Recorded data
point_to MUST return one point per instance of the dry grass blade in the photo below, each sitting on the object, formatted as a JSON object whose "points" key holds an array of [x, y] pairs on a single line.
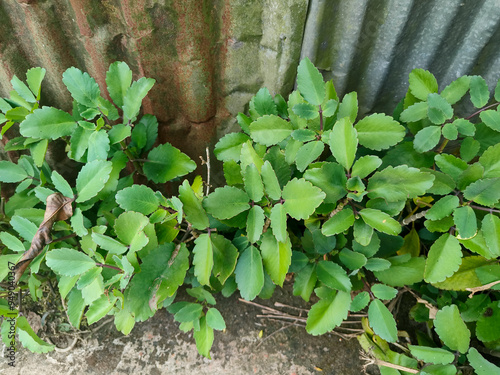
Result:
{"points": [[58, 208]]}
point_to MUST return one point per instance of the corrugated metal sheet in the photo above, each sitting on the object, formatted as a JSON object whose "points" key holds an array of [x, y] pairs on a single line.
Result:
{"points": [[371, 46], [210, 56]]}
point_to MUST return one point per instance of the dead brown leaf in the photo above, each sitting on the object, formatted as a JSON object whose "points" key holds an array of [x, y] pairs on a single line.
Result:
{"points": [[58, 208]]}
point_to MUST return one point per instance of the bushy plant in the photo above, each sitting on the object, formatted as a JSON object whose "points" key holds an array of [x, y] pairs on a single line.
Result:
{"points": [[359, 211]]}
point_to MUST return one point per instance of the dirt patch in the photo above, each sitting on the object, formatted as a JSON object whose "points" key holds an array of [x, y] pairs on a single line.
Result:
{"points": [[157, 346]]}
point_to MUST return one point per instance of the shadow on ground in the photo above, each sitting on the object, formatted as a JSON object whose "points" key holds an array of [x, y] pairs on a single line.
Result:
{"points": [[157, 346]]}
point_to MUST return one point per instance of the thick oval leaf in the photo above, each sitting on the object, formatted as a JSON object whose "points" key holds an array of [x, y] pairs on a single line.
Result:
{"points": [[339, 222], [47, 123], [92, 178], [380, 221], [269, 130], [10, 172], [277, 257], [301, 198], [427, 138], [399, 183], [310, 82], [226, 202], [83, 88], [250, 273], [444, 258], [138, 198], [432, 355], [326, 314], [451, 329], [203, 260], [379, 132], [382, 321], [343, 142], [166, 162], [69, 262]]}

# [Your task]
Go through the listing above and quote it exactly, apart from its images.

# [Result for this exercise]
point_to MUST return one point per instance of the dry grass blade in the photo below, each sitting on the object, formatted as a JSON object whose "points" key holds an array of [x, y] pairs on a single line.
Result:
{"points": [[58, 208]]}
point_to MUST return one point per instance of the corrugated metal sheet in the photo above, each sitting on the object, formatted as a JSON object whose "points" key holds an array of [x, y] pairs on a single line.
Result:
{"points": [[371, 46], [210, 56]]}
point_to MUST return one point per instance of the dead brown leaf in the photo above, each sitting on the object, formatted as a JSON object whose "points" key holds an array of [x, y] pairs on a single line.
Result:
{"points": [[58, 208]]}
point_to MUST return one point per instance of the bushy plant in the photo above, each sitting on the object, formatted as a JSON object whose "points" key holds an array of [x, y] pairs on a single line.
Result:
{"points": [[359, 211]]}
point_to MUST return one point per instance of the dirt patch in the photo above, each sitting on the object, formatted as a JSON object whose "points" key holds an array of [x, y] pairs on a single line.
Result:
{"points": [[157, 346]]}
point_to MUST return one point per instance of the shadow on ground in the photo above, each sitting on the object, formatted as a JSON object whose "points" key holds an array of [x, y] pairs on a single line.
Result:
{"points": [[157, 346]]}
point_to MUST return one point per instance of the thick oval leaf in the photo above, each sitting on the object, formatted as a JSON object whose "points" key holds an array of [x, y] pairs on a single line.
Result:
{"points": [[339, 222], [47, 123], [92, 178], [380, 221], [269, 130], [10, 172], [277, 257], [301, 198], [427, 138], [399, 183], [310, 82], [226, 202], [83, 88], [250, 273], [444, 258], [138, 198], [432, 355], [326, 314], [451, 329], [203, 260], [379, 132], [382, 321], [343, 142], [166, 162], [69, 262]]}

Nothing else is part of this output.